▶ _SUPPLIED RECORDS_
▬▬▬

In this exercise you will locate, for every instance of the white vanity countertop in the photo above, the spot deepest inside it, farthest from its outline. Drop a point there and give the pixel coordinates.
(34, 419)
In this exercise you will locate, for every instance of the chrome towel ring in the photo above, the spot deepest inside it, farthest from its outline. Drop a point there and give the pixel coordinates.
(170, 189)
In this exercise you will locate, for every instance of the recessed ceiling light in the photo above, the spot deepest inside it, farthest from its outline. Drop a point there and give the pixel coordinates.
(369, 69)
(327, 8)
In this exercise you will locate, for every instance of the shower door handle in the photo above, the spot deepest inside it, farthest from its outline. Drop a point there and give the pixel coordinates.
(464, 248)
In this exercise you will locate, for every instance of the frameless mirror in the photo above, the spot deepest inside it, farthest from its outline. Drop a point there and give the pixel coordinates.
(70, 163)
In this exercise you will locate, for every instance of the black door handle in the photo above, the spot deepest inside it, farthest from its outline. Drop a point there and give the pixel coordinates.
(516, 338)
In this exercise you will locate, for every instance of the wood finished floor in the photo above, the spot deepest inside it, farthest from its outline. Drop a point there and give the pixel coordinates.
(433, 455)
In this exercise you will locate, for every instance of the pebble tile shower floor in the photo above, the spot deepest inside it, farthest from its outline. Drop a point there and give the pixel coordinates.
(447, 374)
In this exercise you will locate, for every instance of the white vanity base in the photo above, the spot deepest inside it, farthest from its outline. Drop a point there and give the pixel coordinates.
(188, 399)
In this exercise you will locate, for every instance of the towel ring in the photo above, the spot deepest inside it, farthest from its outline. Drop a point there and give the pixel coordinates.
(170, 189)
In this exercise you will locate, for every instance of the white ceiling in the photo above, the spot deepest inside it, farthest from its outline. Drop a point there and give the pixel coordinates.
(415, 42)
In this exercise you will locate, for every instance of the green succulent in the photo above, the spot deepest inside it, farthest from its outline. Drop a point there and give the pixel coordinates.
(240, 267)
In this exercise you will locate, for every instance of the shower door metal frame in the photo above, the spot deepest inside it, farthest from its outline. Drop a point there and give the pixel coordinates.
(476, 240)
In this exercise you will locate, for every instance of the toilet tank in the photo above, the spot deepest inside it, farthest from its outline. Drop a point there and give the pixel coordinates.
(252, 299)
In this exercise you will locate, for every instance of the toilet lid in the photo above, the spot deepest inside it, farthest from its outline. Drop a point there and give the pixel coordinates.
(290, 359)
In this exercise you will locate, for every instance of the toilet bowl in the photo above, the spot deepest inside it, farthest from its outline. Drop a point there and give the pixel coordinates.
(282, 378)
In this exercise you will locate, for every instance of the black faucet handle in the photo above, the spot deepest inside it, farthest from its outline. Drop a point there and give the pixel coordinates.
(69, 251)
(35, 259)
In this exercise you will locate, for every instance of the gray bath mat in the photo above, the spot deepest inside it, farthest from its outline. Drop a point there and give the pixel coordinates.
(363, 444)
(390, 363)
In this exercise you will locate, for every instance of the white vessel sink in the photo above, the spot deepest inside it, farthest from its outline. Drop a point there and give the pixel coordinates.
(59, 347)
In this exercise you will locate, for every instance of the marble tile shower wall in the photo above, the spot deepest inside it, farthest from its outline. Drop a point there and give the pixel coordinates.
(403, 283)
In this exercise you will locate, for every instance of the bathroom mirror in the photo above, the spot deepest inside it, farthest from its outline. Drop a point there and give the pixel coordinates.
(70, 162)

▬▬▬

▶ _TASK STATEMENT_
Reproduce the listing above exactly.

▶ _SOLUTION FOR THIS EXERCISE_
In this exercise you will locate, for every instance of the white vanity countertop in the photo above, the spot deepest inside it, farthest from its outline. Drop a point there and give the pixel coordinates.
(34, 419)
In this exercise you will locate, for every instance of the chrome towel ring in the photo above, the spot deepest inside it, farthest from its outline. Drop a point there and give the pixel coordinates.
(170, 189)
In this exercise you will locate, for every instance of the recessed ceiling light in the photo above, the spot deepest inside it, farthest from its outline. Drop a point there and give the pixel coordinates.
(369, 69)
(327, 8)
In this exercise you will locate, for every instance of the shower door handle in the photo above, the spot deepest inside it, farthest from its outline. Drop a point there and give the pixel coordinates.
(464, 248)
In this exercise you will locate, for every instance of the frameless mirror in the photo above, the spot deepest inside it, farthest from its outline. Drop a point there and give the pixel coordinates.
(70, 163)
In this exercise you will locate, for every instance of the black door handle in the photo above, the spot deepest inside it, farthest from its outline. Drop a point there and give the pixel coordinates.
(516, 338)
In this exercise you will locate, for every instance of the wood finished floor in the photo above, the spot deepest inside it, farthest from its outline. Drop a point there and give the pixel coordinates.
(433, 455)
In this exercise you will locate, for every instance of the pebble tile shower floor in the photo above, the spot deepest inside it, farthest from its outline. Drop a point there and give the pixel coordinates.
(447, 374)
In this exercise you will locate, for every instance of the white vanity base in the photo above, the spot deepest inside it, farthest from its outline. Drop a point there and give the pixel coordinates.
(188, 399)
In this exercise you will locate, for every instance of the towel ring in the photo above, the spot deepest inside it, farthest from its outline. Drop a point there and give the pixel coordinates.
(170, 189)
In this exercise you will locate, for every instance of the white ceiling in the photo above, the spot deepest inside it, farthest from its outline. Drop a point there and give the pixel coordinates.
(415, 42)
In this exercise you will locate, for every instance of the green succulent in the photo above, the spot deepest inside it, farthest from its outline. Drop a point there and give the pixel coordinates.
(240, 267)
In this exercise you will locate, for every instance of the shower door metal frame in the photo above, the spot deepest inside it, farthest from its outline. Drop a point there and give the pixel coordinates.
(476, 240)
In this exercise you will locate, for every instance of the toilet tank in the photo above, the spot deepest inside it, farthest from its outline. Drop a point there and give the pixel coordinates.
(252, 299)
In this exercise you will locate, for every instance of the toilet lid in the photo above, the spot deepest inside it, farthest from its outline. Drop a point there and give the pixel coordinates.
(290, 359)
In this exercise you will locate, for every instance of the toilet bowl in the photo above, the spot deepest inside it, farthest from its outline. Drop a point there and give the pixel coordinates.
(282, 378)
In this exercise you will locate, for every instance of the black faucet handle in the photo above, the spot deepest inside it, farthest from its outline. Drop a point there and give the pixel coordinates.
(69, 251)
(35, 259)
In this exercise you will locate, for every instance of the gray bath mat in the photo above, the spot deepest inside it, farthest from its outline. Drop a point there and give the pixel coordinates.
(363, 444)
(390, 363)
In this exercise you will locate, for every instance of the white vessel sink in the photo above, the spot deepest inside it, farthest from its outline. Drop a point there and give the pixel coordinates.
(59, 347)
In this exercise you will locate, for every instance of the marble tile shower wall in the photo above, the spot deepest inside it, farthest from its outline. Drop a point there and give the pixel coordinates.
(403, 283)
In this exercise you will locate, for every instance of the bathroom mirror in the photo above, the spot deepest inside it, farthest from its outline. Drop a point there and give the pixel coordinates.
(70, 162)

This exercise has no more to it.